# TASK STATEMENT
Count how many lines of the material below contain the string "every", treating uppercase and lowercase as different, and reply with that number alone.
▼▼▼
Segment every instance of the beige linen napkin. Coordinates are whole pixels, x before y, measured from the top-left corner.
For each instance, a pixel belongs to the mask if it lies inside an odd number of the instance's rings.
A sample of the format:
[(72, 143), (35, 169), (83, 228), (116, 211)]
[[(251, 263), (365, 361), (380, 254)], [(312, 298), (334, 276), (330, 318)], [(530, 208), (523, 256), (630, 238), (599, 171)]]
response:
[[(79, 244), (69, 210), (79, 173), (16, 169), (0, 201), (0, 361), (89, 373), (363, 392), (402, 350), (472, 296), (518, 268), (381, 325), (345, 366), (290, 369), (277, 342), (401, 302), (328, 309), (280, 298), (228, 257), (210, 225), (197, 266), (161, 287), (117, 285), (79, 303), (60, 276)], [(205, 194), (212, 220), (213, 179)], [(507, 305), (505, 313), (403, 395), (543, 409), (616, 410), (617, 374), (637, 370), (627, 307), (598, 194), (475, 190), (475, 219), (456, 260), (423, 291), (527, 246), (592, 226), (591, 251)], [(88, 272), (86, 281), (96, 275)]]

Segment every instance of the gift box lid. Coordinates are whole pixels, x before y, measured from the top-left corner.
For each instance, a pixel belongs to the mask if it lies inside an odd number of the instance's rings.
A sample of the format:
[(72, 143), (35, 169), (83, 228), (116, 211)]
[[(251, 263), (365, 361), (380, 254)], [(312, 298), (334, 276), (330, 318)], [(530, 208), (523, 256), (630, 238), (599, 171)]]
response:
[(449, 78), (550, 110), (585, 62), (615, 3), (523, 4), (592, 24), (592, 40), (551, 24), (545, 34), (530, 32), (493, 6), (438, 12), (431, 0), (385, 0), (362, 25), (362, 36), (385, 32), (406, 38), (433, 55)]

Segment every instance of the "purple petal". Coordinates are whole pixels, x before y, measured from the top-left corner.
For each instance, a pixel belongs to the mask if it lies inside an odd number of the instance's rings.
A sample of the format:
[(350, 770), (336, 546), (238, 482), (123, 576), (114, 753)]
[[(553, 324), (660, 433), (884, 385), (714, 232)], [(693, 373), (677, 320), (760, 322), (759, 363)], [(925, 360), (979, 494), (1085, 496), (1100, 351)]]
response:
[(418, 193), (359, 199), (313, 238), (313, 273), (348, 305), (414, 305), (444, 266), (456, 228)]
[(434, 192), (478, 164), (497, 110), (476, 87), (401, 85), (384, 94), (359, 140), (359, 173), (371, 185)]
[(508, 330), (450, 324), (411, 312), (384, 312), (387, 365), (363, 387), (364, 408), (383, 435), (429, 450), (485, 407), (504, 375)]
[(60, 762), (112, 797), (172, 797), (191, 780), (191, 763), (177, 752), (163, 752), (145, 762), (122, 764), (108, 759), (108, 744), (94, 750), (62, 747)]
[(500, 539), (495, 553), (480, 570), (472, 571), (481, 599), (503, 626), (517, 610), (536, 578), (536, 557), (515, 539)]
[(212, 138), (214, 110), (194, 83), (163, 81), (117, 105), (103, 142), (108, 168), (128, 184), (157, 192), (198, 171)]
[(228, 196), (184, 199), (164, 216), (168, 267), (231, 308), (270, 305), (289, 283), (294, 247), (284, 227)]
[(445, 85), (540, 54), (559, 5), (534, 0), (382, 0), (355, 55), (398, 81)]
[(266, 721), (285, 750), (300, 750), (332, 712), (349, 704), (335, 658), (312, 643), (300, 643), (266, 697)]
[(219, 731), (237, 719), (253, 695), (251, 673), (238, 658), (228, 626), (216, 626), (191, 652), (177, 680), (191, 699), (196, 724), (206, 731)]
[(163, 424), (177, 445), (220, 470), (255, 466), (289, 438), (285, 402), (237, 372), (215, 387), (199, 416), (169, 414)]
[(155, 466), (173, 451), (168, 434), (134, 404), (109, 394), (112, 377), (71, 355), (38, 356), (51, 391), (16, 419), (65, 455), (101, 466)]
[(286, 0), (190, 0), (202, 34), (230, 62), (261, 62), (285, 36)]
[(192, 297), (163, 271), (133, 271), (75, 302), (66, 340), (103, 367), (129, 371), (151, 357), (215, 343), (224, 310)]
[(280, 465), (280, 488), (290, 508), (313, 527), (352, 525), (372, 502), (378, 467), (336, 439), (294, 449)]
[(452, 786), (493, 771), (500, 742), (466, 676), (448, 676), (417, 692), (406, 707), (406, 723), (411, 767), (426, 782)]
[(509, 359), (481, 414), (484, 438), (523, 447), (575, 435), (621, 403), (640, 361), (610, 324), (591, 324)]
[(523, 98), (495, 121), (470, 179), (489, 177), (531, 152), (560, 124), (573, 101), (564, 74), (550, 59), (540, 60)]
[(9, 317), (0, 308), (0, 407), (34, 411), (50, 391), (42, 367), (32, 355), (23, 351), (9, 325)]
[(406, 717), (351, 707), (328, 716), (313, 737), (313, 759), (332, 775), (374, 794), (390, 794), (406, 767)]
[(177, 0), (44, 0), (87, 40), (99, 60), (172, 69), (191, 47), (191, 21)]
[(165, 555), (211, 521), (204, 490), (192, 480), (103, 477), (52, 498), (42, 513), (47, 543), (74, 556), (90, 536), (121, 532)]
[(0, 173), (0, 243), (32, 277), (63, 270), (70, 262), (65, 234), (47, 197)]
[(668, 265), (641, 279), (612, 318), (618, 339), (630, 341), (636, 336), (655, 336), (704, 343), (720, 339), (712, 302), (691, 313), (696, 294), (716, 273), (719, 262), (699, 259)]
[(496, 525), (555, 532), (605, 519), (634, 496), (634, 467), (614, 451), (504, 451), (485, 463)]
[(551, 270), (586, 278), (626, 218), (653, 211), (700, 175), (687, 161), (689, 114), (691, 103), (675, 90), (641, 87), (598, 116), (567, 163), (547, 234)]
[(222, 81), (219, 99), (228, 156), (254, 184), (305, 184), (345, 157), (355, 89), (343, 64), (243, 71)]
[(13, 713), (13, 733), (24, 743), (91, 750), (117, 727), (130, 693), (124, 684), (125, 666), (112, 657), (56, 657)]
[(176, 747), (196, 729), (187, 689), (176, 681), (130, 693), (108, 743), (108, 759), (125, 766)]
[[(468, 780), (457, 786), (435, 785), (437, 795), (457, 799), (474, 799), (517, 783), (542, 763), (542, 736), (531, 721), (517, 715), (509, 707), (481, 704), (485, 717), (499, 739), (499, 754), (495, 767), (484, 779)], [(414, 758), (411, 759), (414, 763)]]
▲▲▲
# WRITTEN SOLUTION
3